PROBLEM TO WORK ON => Translate this sentence from the EM Records news page into French: "‘Chasing Moonbeams’ (EMR CD077) is now available to purchase by following this link."

DOCUMENT PASSAGE =>
LATEST NEWS

 

GUARANTEED TO RAISE THE SPIRITS

Pianist and Radio 3 presenter Paul Guinery enchants and delights in his second disc for EM Records, which follows on from the astounding popularity and success of his best-selling ‘Dicky Bird Hop’ (EMR CD064). From the adorable bounciness of ‘Larry the Lamb’, through the lyricism and charm of Quilter’s ‘English Dance’, to the witty syncopations of Madeleine Dring’s ‘Times Change’, this disc is guaranteed to raise the spirits, bring a sigh of happy nostalgic reminiscence and captivate even the most jaded of hearts.

 

‘Chasing Moonbeams’ (EMR CD077) is now available to purchase by following this link.

EXPLORING SPIRIT

EM Records is delighted to present ‘Exploring Spirit’, a disc the central concept of which is the profoundly transformative effect of a questioning, explorative treatment of musical material and the sense of vividness and invigoration that such an approach can bring. The recording is dedicated to the memory of Robert Luck, father of the violinist on the disc, who died the day before the recording sessions began, and whose life personified the questing outlook that ‘Exploring Spirit’ celebrates.

DATASET EXCERPT =>
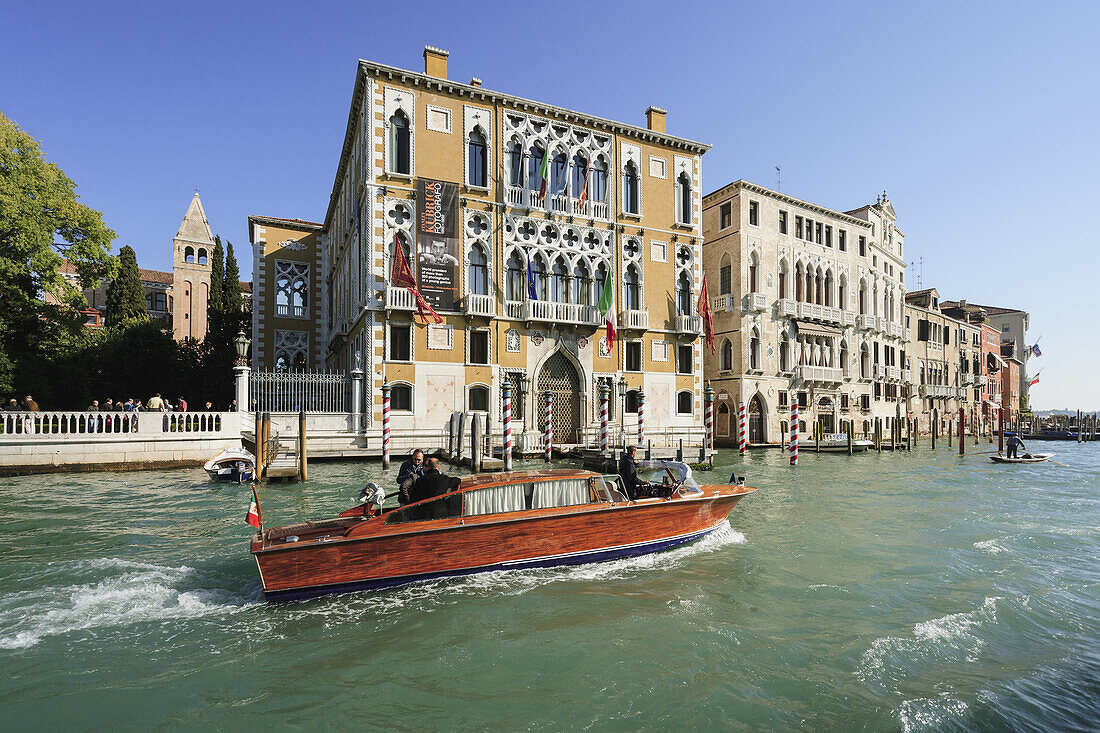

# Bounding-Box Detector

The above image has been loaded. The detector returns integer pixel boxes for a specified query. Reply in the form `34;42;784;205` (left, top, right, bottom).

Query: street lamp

FINAL RESULT => « Chasing Moonbeams » (EMR CD077) est désormais disponible à l'achat en suivant ce lien.